*** Supplied material ***

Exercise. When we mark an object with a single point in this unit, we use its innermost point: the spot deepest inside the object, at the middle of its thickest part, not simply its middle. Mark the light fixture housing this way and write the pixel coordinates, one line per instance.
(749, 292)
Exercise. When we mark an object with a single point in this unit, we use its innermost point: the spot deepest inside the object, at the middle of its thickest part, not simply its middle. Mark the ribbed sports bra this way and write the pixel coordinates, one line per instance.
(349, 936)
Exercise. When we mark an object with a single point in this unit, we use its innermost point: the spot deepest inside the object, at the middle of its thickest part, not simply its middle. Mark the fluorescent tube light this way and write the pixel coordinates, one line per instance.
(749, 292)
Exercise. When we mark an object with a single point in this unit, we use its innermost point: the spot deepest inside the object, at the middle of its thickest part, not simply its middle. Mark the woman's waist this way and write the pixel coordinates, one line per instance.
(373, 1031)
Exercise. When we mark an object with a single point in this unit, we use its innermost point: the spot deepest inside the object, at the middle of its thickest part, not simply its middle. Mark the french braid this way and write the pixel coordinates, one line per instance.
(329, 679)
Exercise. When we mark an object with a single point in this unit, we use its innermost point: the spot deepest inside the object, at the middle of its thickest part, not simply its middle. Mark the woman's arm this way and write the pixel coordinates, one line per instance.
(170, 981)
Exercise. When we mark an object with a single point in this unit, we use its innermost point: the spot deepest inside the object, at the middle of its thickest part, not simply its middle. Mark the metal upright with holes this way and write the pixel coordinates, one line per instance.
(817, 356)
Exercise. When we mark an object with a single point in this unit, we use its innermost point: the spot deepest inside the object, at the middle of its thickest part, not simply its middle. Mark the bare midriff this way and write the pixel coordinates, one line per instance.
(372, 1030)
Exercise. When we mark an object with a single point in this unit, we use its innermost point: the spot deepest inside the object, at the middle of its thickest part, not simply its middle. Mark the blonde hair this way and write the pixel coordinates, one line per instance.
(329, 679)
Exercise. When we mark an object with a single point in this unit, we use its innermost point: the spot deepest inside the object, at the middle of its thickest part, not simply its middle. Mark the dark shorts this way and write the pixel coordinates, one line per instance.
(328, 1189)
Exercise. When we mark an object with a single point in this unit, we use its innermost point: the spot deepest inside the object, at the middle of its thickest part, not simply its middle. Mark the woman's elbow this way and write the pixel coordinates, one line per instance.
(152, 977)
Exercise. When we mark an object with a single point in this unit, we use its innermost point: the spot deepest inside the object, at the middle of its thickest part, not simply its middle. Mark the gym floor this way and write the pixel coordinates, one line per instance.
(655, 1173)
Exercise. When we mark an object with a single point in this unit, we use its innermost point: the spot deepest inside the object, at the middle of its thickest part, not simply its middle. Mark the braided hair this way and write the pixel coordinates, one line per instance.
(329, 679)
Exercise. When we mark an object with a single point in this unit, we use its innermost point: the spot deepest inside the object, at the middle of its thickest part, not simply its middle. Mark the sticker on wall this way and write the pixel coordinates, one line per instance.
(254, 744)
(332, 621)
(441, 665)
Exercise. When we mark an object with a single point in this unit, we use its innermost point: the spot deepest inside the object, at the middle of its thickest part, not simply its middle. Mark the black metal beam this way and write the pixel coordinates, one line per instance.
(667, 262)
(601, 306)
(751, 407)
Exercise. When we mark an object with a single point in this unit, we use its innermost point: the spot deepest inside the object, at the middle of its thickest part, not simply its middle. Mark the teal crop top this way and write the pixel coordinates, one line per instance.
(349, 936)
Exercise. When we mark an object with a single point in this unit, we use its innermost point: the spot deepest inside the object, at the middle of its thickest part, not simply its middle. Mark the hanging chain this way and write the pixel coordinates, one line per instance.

*** End of Supplied material ***

:: About this exercise ::
Go through the records above and retype each one exactly.

:: Solution ::
Exercise. When we mark an object with a single point in this unit, we use its innermost point: the spot deepest inside the object, at the middle of its thickest part, not simply its middle. Mark the light fixture housing this way and write the pixel coordinates, one line per instance.
(749, 292)
Exercise. When we mark an object with a single point in this unit, we use its innermost point: the spot deepest inside the object, at the middle of its thickest part, not simply its middle. Mark the ribbed sports bra this way and write the pixel coordinates, one line per instance.
(349, 936)
Exercise. When we mark an object with a single point in this unit, we use its innermost point: the spot deepest inside the object, at the middle of its thickest part, not simply its middle. Mark the fluorescent tube light this way and write the pixel coordinates, one line per instance.
(749, 292)
Exercise. When we mark an object with a single point in this unit, we use its innermost point: the spot deepest inside the object, at the middle of its thickest part, not simply its middle. Mark the woman's waist this way and write the pixel coordinates, one line per instance.
(373, 1031)
Exercise. When we mark an object with a single point in this unit, we use its innermost point: the spot deepest inside the object, at the middle of its thickest part, not simply its middle. Mark the french braid this way and write the pixel coordinates, one line per instance.
(329, 679)
Exercise. When we mark an object with a single point in this unit, we use its innermost point: the spot deepest inside the object, at the middle of its thickest part, not simply its middle. Mark the woman's arm this way and write the pixel coordinates, one line per instance.
(170, 981)
Exercise. When we mark an object with a single point in this unit, we use its innermost point: the spot deepest inside the object, at the middle of its thickest part, not simply its middle. Mark the metal upright with holes this way and write the pixel coordinates, one line per instance.
(817, 356)
Exercise. When we mark an object with a single point in this unit, we use its innermost point: the spot deepest inside the object, at the middle of its thickest part, not simply its middle. Mark the bare midriff this way and write the pixel coordinates, one line per instance.
(372, 1030)
Exercise. When we mark an object with a single point in this unit, we use its innermost point: the spot deepest inside the object, at the middle of its thickest part, not simply its middle. Mark the blonde hair this way and write the pixel coordinates, one line per instance.
(329, 679)
Exercise. When we mark an object with a single point in this unit, we use its innermost point: the spot deepest inside the object, at the middle of its thickest part, not simply its middle. Mark the dark shorts this way and write the pixel coordinates, one line per instance.
(328, 1189)
Exercise. When we mark an object with a single point in this unit, we use its innermost point: the spot deepest inside the object, at the middle of its thickest part, not simply its middle. Mark the woman's elbow this way and write the pixel coordinates, one line per instance.
(152, 977)
Exercise. When we mark an object with a single point in this unit, we use its innermost point: the spot deepest inside the object, at the middle of its thickest part, not simply its middle. Mark the gym floor this way and write the pixel coordinates, one line per instance.
(655, 1173)
Exercise. When we mark an object with a single point in this unit, we use its innermost point: the spot deepest inside the object, at the middle of its thickest part, not simply its middle. Mark the braided hair this way and write the pixel coordinates, one line per instance.
(329, 679)
Exercise. When we mark an object with a single point in this unit, we use its innermost point: the spot deepest inside the object, at the middle of its thickest part, not simply its middle. Mark the sticker on wall this way and write the pixel coordinates, one line per instance.
(254, 744)
(332, 621)
(441, 665)
Exercise. When we mark an object with a single point in this unit, we use its innermost point: the spot deepest inside the object, at the middle of its thickest part, not simply its middle. Mark the black metal beam this way and write the pixel coordinates, one line per instance.
(667, 262)
(601, 306)
(751, 407)
Exercise. When we mark an object with a single point in this unit, we use its innermost point: the spot deepest inside the object, at the middle of its thickest part, not simply its middle. Mark the teal crop top this way and write the pixel coordinates, one line per instance.
(349, 936)
Exercise. When we mark an object with a single point in this unit, we use its innermost point: the spot deepest inside the object, at the middle of its thickest part, not simply its middle. Mark the hanging chain this way and write the pixel coordinates, one line per instance.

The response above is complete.